**What you will do**.
Locate the line containing "One keypoint belongs on each instance. Indicate the gravel" in the data below. Reproduce it and every following line up to the end, exactly as given.

**Entries shown**.

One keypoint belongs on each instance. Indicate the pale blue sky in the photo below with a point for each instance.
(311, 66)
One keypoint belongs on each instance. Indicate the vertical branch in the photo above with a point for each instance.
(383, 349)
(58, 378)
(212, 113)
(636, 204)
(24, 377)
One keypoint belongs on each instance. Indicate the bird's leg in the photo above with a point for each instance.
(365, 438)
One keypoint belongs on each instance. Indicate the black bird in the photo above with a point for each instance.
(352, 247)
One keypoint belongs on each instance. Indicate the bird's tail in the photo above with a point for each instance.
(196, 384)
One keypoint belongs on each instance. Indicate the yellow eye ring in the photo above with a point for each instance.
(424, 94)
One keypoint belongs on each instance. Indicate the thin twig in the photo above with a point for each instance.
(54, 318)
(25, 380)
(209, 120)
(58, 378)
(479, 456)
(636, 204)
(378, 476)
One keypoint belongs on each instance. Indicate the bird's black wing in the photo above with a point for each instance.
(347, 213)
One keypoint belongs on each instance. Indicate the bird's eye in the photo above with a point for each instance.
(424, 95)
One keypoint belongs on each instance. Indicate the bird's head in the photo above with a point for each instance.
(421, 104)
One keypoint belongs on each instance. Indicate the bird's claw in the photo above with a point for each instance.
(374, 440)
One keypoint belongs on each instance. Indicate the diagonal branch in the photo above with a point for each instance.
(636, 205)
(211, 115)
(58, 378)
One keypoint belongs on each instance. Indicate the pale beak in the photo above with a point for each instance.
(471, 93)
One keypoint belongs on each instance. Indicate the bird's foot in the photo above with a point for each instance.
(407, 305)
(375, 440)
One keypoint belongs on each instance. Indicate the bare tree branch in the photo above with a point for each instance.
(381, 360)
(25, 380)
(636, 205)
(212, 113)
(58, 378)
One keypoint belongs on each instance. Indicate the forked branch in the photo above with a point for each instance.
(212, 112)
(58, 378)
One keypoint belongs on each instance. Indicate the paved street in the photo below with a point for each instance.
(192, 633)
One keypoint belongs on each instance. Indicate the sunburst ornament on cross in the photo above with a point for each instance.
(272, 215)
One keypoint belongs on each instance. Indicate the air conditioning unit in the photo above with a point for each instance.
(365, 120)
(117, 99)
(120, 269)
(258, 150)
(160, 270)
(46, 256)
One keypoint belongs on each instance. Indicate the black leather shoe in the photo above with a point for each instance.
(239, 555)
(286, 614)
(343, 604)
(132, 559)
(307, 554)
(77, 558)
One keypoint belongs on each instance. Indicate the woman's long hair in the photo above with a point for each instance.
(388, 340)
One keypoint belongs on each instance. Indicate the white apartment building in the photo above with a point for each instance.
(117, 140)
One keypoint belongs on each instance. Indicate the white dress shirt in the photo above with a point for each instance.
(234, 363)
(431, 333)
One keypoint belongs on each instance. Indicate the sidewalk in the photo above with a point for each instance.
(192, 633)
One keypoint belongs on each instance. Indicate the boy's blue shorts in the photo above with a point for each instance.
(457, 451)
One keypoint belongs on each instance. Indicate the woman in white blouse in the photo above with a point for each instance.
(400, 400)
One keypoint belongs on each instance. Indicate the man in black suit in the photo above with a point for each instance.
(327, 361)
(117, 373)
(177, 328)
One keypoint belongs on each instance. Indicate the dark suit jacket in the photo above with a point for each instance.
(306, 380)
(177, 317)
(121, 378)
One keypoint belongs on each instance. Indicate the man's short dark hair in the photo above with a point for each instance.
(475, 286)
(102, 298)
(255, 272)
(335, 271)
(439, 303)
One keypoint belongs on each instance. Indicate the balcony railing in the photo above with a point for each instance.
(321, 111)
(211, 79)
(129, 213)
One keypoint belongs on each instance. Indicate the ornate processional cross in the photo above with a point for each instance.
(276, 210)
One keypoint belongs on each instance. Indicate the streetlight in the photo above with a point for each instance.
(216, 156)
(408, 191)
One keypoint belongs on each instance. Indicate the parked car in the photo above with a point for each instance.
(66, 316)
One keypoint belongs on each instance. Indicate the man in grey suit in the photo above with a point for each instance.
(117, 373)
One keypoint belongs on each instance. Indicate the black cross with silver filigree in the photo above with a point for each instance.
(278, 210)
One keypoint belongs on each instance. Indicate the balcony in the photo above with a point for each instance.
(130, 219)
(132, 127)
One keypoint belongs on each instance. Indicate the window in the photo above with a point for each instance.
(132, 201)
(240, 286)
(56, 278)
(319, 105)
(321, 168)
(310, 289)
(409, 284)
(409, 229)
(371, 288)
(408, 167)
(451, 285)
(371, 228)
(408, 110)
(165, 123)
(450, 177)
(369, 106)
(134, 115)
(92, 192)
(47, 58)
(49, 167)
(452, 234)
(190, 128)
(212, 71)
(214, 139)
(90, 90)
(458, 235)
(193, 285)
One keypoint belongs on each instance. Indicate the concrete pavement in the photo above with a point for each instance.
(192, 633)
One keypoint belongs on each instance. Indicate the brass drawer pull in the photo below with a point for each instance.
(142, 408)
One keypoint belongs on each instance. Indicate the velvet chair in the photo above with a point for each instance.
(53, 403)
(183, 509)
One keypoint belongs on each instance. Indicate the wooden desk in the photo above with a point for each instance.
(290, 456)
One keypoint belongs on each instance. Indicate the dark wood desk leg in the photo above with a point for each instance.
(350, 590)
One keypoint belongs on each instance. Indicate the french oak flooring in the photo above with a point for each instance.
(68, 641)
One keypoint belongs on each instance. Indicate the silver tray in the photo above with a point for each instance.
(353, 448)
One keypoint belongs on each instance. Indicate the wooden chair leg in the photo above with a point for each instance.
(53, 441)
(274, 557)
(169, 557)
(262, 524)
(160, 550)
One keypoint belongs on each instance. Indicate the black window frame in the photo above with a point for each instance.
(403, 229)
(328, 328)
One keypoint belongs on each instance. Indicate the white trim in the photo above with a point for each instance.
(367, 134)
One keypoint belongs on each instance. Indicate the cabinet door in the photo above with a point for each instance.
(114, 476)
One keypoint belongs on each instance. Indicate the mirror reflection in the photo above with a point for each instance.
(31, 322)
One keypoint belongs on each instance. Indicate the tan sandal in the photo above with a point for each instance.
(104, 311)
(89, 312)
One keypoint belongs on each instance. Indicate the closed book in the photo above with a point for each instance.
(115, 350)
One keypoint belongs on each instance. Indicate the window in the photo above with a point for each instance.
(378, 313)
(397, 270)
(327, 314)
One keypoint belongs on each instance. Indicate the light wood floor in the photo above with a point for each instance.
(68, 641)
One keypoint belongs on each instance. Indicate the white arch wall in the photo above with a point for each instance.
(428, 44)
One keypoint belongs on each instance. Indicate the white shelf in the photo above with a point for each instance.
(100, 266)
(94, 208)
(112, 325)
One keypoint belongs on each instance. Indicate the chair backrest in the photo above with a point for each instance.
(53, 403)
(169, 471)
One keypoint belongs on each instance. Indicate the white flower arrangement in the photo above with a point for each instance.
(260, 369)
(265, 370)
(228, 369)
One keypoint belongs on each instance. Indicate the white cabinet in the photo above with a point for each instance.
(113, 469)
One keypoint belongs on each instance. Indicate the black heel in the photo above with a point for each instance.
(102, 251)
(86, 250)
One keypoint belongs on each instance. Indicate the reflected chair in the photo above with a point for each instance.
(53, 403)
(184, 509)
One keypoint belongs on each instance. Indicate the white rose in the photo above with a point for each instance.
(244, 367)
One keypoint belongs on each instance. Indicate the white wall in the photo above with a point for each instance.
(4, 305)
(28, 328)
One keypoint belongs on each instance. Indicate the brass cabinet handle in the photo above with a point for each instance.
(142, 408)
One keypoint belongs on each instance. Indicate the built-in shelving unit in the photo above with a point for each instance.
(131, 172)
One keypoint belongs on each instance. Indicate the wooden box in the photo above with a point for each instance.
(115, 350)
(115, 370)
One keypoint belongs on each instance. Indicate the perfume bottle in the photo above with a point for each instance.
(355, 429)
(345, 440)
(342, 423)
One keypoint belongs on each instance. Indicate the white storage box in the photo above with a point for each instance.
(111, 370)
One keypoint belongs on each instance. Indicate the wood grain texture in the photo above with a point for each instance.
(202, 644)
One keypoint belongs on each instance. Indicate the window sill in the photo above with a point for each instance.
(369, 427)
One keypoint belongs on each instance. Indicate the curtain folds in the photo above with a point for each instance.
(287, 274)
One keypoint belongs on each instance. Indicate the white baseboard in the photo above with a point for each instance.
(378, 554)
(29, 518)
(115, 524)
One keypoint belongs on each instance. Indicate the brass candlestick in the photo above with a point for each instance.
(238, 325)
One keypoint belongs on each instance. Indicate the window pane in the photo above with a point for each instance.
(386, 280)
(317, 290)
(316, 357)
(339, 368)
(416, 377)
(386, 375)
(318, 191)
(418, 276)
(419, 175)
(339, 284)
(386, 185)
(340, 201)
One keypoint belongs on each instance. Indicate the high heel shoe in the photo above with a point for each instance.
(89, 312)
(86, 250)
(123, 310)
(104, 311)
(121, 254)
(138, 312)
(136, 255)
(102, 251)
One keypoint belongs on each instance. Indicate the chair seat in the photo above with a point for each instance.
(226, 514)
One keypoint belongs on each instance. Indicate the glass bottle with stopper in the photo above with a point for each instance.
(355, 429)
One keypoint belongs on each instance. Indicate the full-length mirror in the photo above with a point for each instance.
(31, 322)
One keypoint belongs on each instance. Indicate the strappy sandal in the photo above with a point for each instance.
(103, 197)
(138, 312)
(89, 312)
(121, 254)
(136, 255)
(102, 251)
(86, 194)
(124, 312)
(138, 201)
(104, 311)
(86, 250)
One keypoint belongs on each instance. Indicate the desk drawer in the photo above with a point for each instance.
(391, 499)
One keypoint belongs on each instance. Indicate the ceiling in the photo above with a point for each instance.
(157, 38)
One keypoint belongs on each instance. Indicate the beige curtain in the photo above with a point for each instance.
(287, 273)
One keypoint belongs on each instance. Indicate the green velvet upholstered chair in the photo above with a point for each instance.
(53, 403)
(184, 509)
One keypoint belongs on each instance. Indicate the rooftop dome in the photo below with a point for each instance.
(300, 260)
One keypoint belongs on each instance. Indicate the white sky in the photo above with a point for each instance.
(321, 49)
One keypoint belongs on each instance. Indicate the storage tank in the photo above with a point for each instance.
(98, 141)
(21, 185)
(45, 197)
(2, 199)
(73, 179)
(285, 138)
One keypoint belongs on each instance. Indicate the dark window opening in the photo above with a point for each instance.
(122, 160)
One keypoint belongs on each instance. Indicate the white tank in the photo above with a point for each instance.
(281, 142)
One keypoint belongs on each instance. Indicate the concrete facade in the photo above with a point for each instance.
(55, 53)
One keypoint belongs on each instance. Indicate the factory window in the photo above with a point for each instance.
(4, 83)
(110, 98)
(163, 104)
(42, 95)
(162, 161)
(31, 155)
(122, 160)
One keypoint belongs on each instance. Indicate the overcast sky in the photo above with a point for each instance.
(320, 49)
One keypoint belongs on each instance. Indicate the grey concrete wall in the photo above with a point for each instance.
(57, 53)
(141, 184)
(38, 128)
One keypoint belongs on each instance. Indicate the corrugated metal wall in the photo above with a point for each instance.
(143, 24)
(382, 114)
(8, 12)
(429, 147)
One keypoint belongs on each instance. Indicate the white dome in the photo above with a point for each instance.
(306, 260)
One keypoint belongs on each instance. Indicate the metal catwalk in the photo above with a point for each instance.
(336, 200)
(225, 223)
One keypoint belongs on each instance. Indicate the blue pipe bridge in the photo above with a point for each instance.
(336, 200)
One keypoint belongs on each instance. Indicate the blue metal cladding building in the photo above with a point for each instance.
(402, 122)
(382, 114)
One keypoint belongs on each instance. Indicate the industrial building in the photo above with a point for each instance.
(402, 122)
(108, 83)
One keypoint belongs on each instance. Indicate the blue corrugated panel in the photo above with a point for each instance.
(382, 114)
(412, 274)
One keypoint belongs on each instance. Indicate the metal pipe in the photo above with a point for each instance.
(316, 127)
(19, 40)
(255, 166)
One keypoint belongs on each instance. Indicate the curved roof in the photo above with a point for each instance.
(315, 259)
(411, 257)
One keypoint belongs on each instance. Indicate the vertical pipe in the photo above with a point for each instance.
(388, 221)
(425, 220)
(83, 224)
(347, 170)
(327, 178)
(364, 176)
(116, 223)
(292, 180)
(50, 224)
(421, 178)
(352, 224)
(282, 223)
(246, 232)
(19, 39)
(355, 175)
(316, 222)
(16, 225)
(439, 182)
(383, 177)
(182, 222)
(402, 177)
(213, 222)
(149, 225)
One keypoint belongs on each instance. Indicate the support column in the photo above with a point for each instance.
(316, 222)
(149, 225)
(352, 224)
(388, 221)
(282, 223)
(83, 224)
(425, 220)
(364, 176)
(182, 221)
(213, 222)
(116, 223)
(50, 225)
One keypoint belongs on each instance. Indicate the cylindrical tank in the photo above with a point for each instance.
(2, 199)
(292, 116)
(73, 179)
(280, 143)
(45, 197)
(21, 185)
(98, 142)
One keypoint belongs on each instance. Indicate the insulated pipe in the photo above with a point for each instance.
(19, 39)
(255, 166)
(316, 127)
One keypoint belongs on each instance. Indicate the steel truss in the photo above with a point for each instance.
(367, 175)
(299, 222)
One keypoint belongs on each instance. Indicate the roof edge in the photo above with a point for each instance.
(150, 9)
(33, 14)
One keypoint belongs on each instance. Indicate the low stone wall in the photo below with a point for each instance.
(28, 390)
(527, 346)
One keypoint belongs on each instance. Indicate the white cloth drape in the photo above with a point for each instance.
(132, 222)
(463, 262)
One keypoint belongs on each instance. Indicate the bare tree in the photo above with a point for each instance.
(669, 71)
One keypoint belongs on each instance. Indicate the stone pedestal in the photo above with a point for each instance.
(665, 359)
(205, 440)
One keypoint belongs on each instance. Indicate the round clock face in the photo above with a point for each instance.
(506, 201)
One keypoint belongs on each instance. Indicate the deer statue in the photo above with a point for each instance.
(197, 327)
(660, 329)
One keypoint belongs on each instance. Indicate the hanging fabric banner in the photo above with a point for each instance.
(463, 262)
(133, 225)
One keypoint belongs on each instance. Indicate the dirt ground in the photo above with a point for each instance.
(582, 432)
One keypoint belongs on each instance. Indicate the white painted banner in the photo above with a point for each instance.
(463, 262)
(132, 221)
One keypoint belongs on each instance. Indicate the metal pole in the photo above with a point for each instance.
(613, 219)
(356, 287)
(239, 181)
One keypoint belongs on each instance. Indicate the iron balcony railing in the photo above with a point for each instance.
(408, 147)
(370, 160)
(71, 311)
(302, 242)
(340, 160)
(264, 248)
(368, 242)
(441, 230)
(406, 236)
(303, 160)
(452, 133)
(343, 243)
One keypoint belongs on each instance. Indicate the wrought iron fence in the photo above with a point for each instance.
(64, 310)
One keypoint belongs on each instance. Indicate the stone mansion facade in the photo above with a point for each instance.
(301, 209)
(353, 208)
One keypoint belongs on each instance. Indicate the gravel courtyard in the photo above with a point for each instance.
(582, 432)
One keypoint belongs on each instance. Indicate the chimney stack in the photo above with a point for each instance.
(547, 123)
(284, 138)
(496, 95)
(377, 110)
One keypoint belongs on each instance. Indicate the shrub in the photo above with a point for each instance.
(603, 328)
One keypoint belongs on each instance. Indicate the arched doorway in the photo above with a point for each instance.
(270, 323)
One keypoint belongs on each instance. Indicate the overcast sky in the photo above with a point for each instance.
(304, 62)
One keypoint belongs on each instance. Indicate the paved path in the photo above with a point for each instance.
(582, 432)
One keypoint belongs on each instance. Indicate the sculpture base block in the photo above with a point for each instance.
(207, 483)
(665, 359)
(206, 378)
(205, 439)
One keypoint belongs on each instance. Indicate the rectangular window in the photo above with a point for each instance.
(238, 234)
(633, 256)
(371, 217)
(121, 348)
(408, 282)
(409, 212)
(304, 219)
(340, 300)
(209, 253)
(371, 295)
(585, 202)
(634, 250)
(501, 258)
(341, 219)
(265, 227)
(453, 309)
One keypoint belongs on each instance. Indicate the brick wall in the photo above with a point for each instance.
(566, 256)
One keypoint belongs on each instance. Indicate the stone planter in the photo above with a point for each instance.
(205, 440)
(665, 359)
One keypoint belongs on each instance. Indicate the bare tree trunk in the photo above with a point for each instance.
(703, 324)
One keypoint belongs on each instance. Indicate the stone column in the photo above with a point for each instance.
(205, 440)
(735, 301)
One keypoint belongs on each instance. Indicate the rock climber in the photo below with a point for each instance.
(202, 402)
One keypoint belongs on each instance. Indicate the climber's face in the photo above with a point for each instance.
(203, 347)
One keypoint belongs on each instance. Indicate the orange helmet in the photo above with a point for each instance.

**Task result**.
One keypoint belongs on each instance. Indicate the gravel courtyard in the photo above with a point for each instance.
(582, 432)
One keypoint belongs on each instance. Indicate the chimney stack in the photo above with a point for each instance.
(547, 123)
(284, 138)
(496, 95)
(377, 110)
One keypoint belongs on each instance. Indicate the shrub in the photo above with a point for each instance.
(603, 328)
One keypoint belongs on each instance. Indicate the arched doorway in the photo above with a point for each instance.
(270, 323)
One keypoint belongs on each instance. Indicate the overcast sky in the photo above with a point for each instance.
(304, 62)
One keypoint belongs on each instance. Indicate the paved path in the photo above with a point for each instance.
(582, 432)
One keypoint belongs on each instance. Indicate the sculpture base block in the photo above with a point for each instance.
(207, 483)
(665, 359)
(206, 378)
(205, 439)
One keypoint belongs on each instance. Indicate the rectangular window in the photo above with a point for each instance.
(238, 234)
(633, 256)
(371, 217)
(121, 348)
(408, 282)
(409, 212)
(304, 219)
(340, 300)
(209, 253)
(371, 295)
(585, 202)
(634, 250)
(501, 258)
(341, 219)
(265, 227)
(453, 309)
One keypoint belongs on each instance. Indicate the brick wall in the photo above with a point for each instance.
(566, 256)
One keypoint belongs on each instance. Indicate the stone planter in the photo above with a point for each instance.
(205, 440)
(665, 359)
One keypoint belongs on each instance. Indicate the bare tree trunk in the photo above with a point for each instance.
(703, 324)
One keypoint belongs on each instance. Indicate the stone column in the photo above with a point for each instance.
(205, 440)
(735, 301)
One keypoint belongs on each instance. Indicate the rock climber in the photo below with a point for each instance.
(202, 402)
One keypoint belongs on each instance. Indicate the climber's face in the photo above with a point for each instance.
(203, 347)
One keypoint belongs on each instance. Indicate the orange helmet in the photo above with a point for each instance.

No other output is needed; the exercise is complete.